▸ **TASK REQUIREMENTS**:
Identify all lines of the data containing the string "green" and copy them.

---------- STORED DATA

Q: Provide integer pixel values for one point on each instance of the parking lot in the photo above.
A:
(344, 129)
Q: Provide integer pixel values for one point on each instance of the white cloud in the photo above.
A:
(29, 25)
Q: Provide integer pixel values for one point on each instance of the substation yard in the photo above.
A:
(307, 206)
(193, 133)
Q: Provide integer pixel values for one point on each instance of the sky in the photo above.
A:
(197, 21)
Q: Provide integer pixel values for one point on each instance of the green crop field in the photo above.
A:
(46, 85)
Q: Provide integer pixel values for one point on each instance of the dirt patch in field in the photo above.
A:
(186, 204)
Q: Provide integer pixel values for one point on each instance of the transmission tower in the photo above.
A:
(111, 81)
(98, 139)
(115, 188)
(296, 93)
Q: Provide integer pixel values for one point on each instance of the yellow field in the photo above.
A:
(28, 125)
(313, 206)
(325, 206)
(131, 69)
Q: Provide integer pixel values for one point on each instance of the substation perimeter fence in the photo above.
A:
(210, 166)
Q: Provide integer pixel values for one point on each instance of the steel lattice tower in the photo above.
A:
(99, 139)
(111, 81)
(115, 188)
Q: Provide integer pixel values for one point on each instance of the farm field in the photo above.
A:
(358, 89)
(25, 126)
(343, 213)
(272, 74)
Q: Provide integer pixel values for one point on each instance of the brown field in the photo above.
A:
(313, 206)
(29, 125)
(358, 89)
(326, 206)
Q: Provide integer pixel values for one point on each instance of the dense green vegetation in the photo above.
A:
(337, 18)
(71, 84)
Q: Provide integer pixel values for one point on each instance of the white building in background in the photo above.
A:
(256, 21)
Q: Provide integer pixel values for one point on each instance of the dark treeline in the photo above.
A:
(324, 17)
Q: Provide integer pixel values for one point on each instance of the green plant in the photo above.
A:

--------------------

▸ **WRITTEN SOLUTION**:
Q: Provide integer pixel values for one point on each instance of the green crop field in the photo above.
Q: Provide integer pixel values for one point on each instance of the dense green vegetation in the photo above.
Q: Provide integer pixel values for one point on each instance of the green plant in the photo above.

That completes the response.